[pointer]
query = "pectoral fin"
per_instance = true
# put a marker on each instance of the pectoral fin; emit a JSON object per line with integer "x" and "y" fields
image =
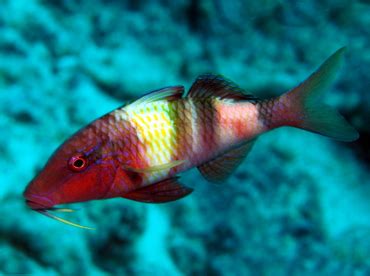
{"x": 164, "y": 191}
{"x": 220, "y": 168}
{"x": 156, "y": 168}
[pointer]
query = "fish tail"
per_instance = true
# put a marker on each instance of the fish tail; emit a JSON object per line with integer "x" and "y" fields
{"x": 301, "y": 106}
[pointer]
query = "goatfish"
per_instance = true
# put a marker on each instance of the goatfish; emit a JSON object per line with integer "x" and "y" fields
{"x": 138, "y": 150}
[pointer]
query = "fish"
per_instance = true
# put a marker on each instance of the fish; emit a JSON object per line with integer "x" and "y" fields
{"x": 138, "y": 150}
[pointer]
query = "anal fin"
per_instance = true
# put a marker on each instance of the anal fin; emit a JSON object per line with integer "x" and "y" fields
{"x": 160, "y": 192}
{"x": 220, "y": 168}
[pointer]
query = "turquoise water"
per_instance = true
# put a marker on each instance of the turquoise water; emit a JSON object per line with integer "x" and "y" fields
{"x": 297, "y": 206}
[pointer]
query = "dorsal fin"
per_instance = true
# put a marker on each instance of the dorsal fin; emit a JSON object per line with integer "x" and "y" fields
{"x": 209, "y": 86}
{"x": 169, "y": 93}
{"x": 220, "y": 168}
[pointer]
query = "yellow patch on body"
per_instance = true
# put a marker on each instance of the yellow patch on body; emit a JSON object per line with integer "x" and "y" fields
{"x": 156, "y": 131}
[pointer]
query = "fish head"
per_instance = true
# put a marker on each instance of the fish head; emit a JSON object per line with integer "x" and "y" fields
{"x": 81, "y": 169}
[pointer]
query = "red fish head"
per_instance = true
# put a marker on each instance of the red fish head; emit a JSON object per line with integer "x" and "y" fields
{"x": 81, "y": 169}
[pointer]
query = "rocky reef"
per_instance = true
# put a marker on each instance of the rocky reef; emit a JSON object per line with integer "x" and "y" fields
{"x": 297, "y": 205}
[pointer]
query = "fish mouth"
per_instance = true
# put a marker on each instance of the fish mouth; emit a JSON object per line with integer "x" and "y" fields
{"x": 45, "y": 210}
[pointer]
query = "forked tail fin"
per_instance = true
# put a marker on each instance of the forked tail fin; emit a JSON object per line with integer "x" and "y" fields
{"x": 301, "y": 107}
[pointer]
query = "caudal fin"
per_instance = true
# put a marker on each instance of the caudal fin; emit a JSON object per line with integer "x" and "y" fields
{"x": 303, "y": 103}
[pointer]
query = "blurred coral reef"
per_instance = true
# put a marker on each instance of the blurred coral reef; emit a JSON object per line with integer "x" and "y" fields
{"x": 298, "y": 205}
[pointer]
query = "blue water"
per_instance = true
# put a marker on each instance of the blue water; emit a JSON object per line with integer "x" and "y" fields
{"x": 297, "y": 206}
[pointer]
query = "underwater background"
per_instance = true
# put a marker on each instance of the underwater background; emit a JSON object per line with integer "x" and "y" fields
{"x": 299, "y": 204}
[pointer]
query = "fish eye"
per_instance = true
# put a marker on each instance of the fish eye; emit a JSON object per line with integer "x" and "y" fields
{"x": 77, "y": 163}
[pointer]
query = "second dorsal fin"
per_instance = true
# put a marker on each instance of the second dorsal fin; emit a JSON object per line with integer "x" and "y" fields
{"x": 209, "y": 85}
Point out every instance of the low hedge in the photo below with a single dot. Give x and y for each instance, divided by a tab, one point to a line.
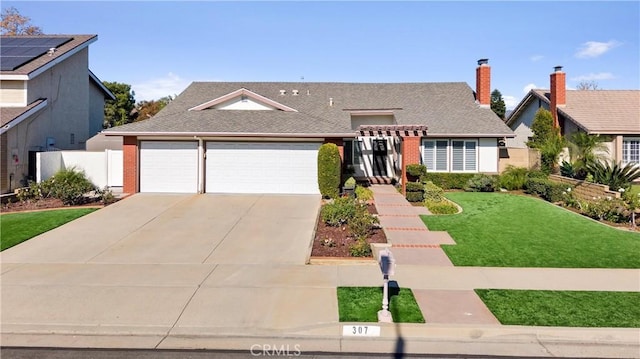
415	187
441	207
415	196
449	180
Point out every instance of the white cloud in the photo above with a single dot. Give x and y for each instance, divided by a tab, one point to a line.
156	88
594	77
594	48
528	88
510	101
536	58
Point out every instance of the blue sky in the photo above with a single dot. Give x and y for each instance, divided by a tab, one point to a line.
159	47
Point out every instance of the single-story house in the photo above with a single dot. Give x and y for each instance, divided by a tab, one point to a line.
49	100
263	137
613	114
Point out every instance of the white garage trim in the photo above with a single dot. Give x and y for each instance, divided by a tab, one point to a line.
262	167
169	166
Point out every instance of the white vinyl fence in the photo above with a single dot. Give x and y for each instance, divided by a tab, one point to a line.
104	169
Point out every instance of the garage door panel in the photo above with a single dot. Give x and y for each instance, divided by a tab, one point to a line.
167	166
262	167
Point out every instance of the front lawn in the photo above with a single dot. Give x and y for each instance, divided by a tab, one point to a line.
361	304
563	308
16	228
506	230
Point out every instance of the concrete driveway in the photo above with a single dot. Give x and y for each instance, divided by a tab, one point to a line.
182	229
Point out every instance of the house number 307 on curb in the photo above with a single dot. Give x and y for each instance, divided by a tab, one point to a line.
361	330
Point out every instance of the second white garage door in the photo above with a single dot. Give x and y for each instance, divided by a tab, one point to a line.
167	166
262	167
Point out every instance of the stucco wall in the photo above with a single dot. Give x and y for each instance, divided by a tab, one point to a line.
13	93
522	126
66	88
520	157
96	110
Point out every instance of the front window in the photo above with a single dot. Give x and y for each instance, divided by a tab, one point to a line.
463	157
353	152
435	156
454	155
631	150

Work request
Make an exact copy of every record, pictures excluded.

Answer section
[pointer]
query = "pectoral fin"
per_instance = true
# put a marker on each instance of the pectoral fin; emit a JSON object per line with integer "x" and "y" fields
image =
{"x": 164, "y": 191}
{"x": 220, "y": 168}
{"x": 156, "y": 168}
[pointer]
query = "fish tail"
per_instance = true
# put a marker on each instance of the fish tail; emit a JSON object per line with integer "x" and "y" fields
{"x": 301, "y": 106}
[pointer]
query = "goatfish"
per_instance = true
# put a marker on each instance of the goatfish; emit a JSON object per line with integer "x" and "y" fields
{"x": 138, "y": 150}
[pointer]
query = "fish"
per_instance = true
# put a marker on each instance of the fish; emit a JSON object per line with integer "x" and "y" fields
{"x": 138, "y": 150}
[pointer]
query = "anal fin"
per_instance = true
# put a marker on each instance of the anal fin; emit a JSON object per line with integer "x" and "y" fields
{"x": 160, "y": 192}
{"x": 220, "y": 168}
[pointer]
query = "turquoise water"
per_instance = true
# put a marker on each instance of the turquoise water; emit a JSON object per line with integer "x" and "y" fields
{"x": 297, "y": 206}
[pointer]
query = "dorsal fin"
per_instance = true
# put a marker on each instance of the dorsal fin; emit a JSON object per line with integer "x" and "y" fields
{"x": 209, "y": 86}
{"x": 169, "y": 93}
{"x": 220, "y": 168}
[pointer]
query = "yellow patch on body"
per_instance = true
# put a marker on each instance of the yellow patch on body; emit a JSON object per line with integer "x" and "y" fields
{"x": 156, "y": 131}
[pointer]
query = "fish head"
per_instance = true
# put a marker on each instance of the fish head; emit a JSON object per line with integer "x" and "y" fields
{"x": 81, "y": 169}
[pointer]
query = "red fish head"
per_instance = true
# put a marker on each instance of the red fish head; emit a JSON object per line with integer "x" and "y" fields
{"x": 81, "y": 169}
[pointer]
query = "rocky reef"
per_instance = true
# put a marker on each instance of the rocky reef; emit a JSON object per line with integer "x" and "y" fields
{"x": 297, "y": 205}
[pointer]
query = "fish mouth"
per_instance = true
# put a marker on each instance of the fish mouth; emit a JSON object per line with integer "x" and "y" fields
{"x": 45, "y": 210}
[pointer]
query = "forked tail fin"
per_instance = true
# put a marker on each instance of the forked tail fin; emit a JSON object per line with integer "x" and "y" fields
{"x": 301, "y": 107}
[pointer]
query = "caudal fin"
per_instance = true
# put a marker on each instance of the caudal fin; emit a JSON object per line with integer "x" and "y" fields
{"x": 303, "y": 103}
[pointer]
query = "blurred coral reef"
per_instance = true
# put a marker on each instance of the blurred coral reef; emit a JSON object per line with integer "x" and "y" fields
{"x": 298, "y": 205}
[pointer]
query = "blue water"
per_instance = true
# put a marker on each instance of the blue water; emit a JSON object per line with integer "x" and "y" fields
{"x": 297, "y": 206}
[pointer]
query = "underwater background"
per_instance = true
# put a marker on each instance of the underwater background; emit a JSON object per line with integer "x" and "y" fields
{"x": 299, "y": 204}
[pointer]
query = "fish eye"
per_instance = true
# put a marker on each instance of the fish eye; emit a JSON object per line with integer "x" and "y" fields
{"x": 77, "y": 163}
[pointer]
query = "second dorsal fin"
per_instance = true
# put a marker on each instance of the second dorsal fin; emit a JSON object per line with integer "x" and "y" fields
{"x": 209, "y": 85}
Point out every instance of the low hedge in the photo below with a single dot. Give x and y for each instance, divided by a tab, one point to a line.
415	187
441	207
415	196
449	180
Point out every instance of the white cloud in the photo above with a single dot. Give x and y for each instance, divided by a tab, one point to a line.
156	88
594	77
594	48
528	88
510	101
536	58
Point out every instance of the blue sky in the photo above with a single dot. Give x and y for each instance, divided by a tab, one point to a line.
159	47
Point out every instance of the single-story house in the photo above with a single dot. Give x and y for each instance, divided by a tab, one point to a line.
49	100
263	137
613	114
Point out every instance of the white garage trim in the photo above with a single dot. Give x and y for each instance, divided by a tab, one point to a line.
262	167
169	166
Point out every instance of the white vinyl fence in the photo above with a single dot. Give x and y for each instance, divided by a tab, one point to a line.
104	169
Point out every instance of the garage door panel in the photo above with a single dot. Give x and y for each instance, divided by a tab, one point to a line.
167	166
262	167
Point out every instance of the front lawn in the photo above with a single dot. Give x and y for each instance, divided by a tab, one point to a line.
361	304
563	308
16	228
506	230
Point out every instance of the concrete driveway in the photo above with a single dot. Give x and y for each instance, divided by a tab, one point to a line.
182	229
Point out every instance of the house number 307 on curb in the photo above with a single dot. Give x and y for each instance, divided by a tab, one point to a line.
361	330
Point out every instance of the second white garage door in the photo above with a single dot. Give x and y for each instance, divided by a tab, one point to a line.
167	166
262	167
Point out every instance of the stucco wall in the photo above with a single dot. Give x and y for each instance, divided by a tab, one point to a line.
13	93
522	126
66	88
520	157
96	110
Point out every instance of the front window in the photo above with a single dot. Give x and y for each instance, divided by a tab, one point to a line.
463	157
353	152
435	156
454	155
631	150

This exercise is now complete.